▶ _TASK DESCRIPTION_: In the forum thread below, what kind of antenna does obermd say the pictures of the 2016 sedan show?

▶ _EXCERPT_:

I agree. Our bigger brakes must be different than the gas models in more than just their size. At 40,000 both pads and rotors look like they were installed last week.


----------



## Merc6 (Jun 8, 2013)

revjpeterson said:


> I agree. Our bigger brakes must be different than the gas models in more than just their size. At 40,000 both pads and rotors look like they were installed last week.


You guys are 2LT equipt but I forgot Diesel had the different front suspension as well


----------



## Poje (Aug 2, 2012)

money_man said:


> Haven't had any problems with the braking power on my ctd
> 
> 
> Sent from the sexy electrician


It all depends on the way you drive. For me, the stock brakes are unacceptable.


----------



## BU54 (Nov 24, 2014)

CruzeTech said:


> I changed my mind. Silver sets this car, off. I want one. Just like this. Premiere or whatever you want to call it. Click on it to see the full image. This is actually better looking than the current model, Cruze.
> 
> Something else, rather interesting.
> 
> ...



How can a vehicle detect between unintentionally drifting out of your lane and changing lanes intentionally?


----------



## jblackburn (Apr 14, 2012)

BU54 said:


> How can a vehicle detect between unintentionally drifting out of your lane and changing lanes intentionally?


Just like other drivers can - using your turn signal. 

Hondas system gets angry if you change lanes without using one.


----------



## money_man (Feb 25, 2014)

Yup, use a turn signal


Sent from the sexy electrician


----------



## obermd (Mar 3, 2012)

Anyone else notice the pictures of the 2016 sedan show a mini-shark fin antenna. No more radio controlled car look.


----------



## Sunline Fan (Jul 29, 2012)

obermd said:


> Anyone else notice the pictures of the 2016 sedan show a mini-shark fin antenna. No more radio controlled car look.


I figured someone would ask about it...


----------



## BU54 (Nov 24, 2014)

▶ _EXTRACTED DATA_:
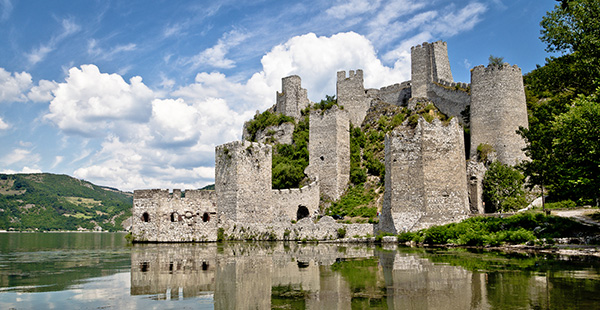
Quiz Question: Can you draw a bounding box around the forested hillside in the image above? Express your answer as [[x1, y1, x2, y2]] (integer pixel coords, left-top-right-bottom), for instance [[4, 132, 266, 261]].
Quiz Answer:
[[0, 173, 133, 231]]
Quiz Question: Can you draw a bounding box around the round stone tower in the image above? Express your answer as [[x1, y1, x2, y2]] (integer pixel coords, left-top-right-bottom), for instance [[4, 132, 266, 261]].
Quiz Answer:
[[470, 63, 528, 165]]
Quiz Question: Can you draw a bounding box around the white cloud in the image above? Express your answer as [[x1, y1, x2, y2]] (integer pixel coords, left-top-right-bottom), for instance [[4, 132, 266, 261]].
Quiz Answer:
[[27, 80, 58, 102], [0, 68, 32, 103], [190, 30, 248, 69], [45, 65, 154, 135], [0, 118, 10, 130], [0, 148, 40, 166], [0, 166, 42, 174]]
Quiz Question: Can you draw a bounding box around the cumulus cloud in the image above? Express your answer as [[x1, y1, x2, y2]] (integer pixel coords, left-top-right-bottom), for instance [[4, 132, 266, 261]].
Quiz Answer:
[[45, 65, 154, 136], [0, 68, 32, 103]]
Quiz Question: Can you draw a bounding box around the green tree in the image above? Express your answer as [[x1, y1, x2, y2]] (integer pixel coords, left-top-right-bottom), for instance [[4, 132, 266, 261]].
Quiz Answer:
[[488, 55, 504, 67], [551, 88, 600, 205], [483, 161, 526, 213]]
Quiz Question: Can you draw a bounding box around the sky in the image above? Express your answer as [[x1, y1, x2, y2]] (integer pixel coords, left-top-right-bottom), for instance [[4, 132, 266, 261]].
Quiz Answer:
[[0, 0, 557, 191]]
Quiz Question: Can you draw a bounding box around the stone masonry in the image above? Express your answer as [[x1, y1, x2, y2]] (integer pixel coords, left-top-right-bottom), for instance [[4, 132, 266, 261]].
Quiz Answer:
[[306, 106, 350, 200], [471, 63, 528, 165], [275, 75, 310, 119], [380, 118, 470, 233], [132, 41, 527, 242], [336, 70, 370, 127]]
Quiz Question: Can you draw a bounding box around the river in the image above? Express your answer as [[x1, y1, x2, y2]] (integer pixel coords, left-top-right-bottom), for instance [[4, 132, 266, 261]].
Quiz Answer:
[[0, 233, 600, 310]]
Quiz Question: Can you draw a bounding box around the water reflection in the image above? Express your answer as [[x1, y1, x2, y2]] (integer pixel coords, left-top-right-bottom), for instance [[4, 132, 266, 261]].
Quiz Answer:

▶ _ANSWER TO THE PROBLEM_: A mini-shark fin antenna.